THINGS TO DO
1 - Quote the biofuels report below from "The oil palm, increasingly" to "square kilometers.".
2 - Decide whether each statement agrees with the biofuels report below, answering yes or no and quoting the words of the report that settle it: (a) The study was published in Conservation Biology. (b) Soybean is still the world's most traded oilseed crop. (c) In 2006, Indonesia and Malaysia produced 85 percent of the global palm-oil crop.
3 - According to the biofuels report below, how long would carbon balance take if the original habitat was peatland?

PASSAGE
== == ==

Special Report: Fight against Global
Warming
WASHINGTON, April 14 (Xinhua) -- A new study finds
that it will take more than 75 years for the carbon emissions saved through the
use of biofuels to compensate for the carbon lost when biofuel plantations are
established on forestlands.
If the original habitat was peatland, carbon balance
would take more than 600 years. The study appeared on Tuesday in Conservation
Biology.
The oil palm, increasingly used as a source for
biofuel, has replaced soybean as the world's most traded oilseed crop. Global
production of palm oil has increased exponentially over the past 40 years. In
2006, 85 percent of the global palm-oil crop was produced in Indonesia and
Malaysia, countries whose combined annual tropical forest loss is around 20,000
square kilometers.
Conversion of forest to oil palm also results in
significant impoverishment of both plant and animal communities. Other tropical
crops suitable for biofuel use, like soybean, sugar cane and jatropha, are all
likely to have similar impacts on climate and biodiversity.
"Biofuels are a bad deal for forests, wildlife and
the climate if they replace tropical rain forests," says research scientist Finn
Danielsen at Nordic Agency for Development and Ecology, who is also lead author
of the study. "In fact, they hasten climate change by removing one of the
world's most efficient carbon storage tools, intact tropical rain forests."

== == ==

(Data records)
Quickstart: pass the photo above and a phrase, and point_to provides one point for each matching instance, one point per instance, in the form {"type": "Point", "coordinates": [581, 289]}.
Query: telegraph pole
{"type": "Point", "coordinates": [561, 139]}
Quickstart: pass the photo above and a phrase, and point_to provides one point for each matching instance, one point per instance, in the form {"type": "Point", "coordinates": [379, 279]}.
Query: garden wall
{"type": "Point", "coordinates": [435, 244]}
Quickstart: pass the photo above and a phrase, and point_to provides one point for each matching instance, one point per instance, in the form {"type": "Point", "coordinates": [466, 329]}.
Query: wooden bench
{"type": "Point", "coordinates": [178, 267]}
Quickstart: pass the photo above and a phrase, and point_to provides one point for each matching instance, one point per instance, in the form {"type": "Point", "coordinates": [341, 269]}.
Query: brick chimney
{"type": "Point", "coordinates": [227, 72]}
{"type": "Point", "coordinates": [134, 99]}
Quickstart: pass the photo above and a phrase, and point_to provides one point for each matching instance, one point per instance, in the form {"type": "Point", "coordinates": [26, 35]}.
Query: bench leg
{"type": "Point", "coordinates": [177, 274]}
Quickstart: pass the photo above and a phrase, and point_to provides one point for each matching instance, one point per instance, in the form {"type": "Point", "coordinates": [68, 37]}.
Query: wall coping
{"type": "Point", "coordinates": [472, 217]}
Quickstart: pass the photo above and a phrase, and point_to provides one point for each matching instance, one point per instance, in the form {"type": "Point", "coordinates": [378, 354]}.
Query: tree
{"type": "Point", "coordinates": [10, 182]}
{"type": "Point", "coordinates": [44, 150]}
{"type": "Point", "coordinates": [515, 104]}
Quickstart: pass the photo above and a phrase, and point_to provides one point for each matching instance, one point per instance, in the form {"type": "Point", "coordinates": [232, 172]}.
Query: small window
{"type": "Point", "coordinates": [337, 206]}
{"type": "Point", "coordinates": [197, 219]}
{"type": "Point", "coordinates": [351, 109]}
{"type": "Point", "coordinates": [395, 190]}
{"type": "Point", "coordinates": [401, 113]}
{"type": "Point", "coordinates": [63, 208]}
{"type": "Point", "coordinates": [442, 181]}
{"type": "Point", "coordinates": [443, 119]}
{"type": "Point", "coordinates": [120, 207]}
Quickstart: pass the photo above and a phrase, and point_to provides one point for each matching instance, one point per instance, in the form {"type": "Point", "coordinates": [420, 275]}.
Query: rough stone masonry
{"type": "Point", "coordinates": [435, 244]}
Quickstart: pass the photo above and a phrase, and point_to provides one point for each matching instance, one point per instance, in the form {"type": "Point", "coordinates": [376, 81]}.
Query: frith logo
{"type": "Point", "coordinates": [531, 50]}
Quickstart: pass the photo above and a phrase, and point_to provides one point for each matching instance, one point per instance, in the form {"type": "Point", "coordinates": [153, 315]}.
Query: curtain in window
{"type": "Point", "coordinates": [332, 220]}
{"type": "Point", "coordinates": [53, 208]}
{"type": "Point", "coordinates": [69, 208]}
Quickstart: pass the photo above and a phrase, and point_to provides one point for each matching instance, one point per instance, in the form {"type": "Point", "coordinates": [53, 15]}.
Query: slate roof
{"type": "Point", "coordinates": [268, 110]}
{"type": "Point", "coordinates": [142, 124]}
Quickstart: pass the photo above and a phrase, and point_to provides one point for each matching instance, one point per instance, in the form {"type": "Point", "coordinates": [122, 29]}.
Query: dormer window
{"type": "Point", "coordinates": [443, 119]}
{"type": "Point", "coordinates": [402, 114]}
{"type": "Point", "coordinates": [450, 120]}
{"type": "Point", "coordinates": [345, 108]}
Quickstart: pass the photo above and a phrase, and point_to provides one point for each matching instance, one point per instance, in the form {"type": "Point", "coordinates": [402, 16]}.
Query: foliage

== == ==

ANSWERS BY ITEM
1 -
The oil palm, increasingly used as a source for
biofuel, has replaced soybean as the world's most traded oilseed crop. Global
production of palm oil has increased exponentially over the past 40 years. In
2006, 85 percent of the global palm-oil crop was produced in Indonesia and
Malaysia, countries whose combined annual tropical forest loss is around 20,000
square kilometers.

2 -
(a) Yes: "The study appeared on Tuesday in Conservation Biology."
(b) No: "The oil palm, increasingly used as a source for biofuel, has replaced soybean as the world's most traded oilseed crop."
(c) Yes: "In 2006, 85 percent of the global palm-oil crop was produced in Indonesia and Malaysia"

3 - More than 600 years.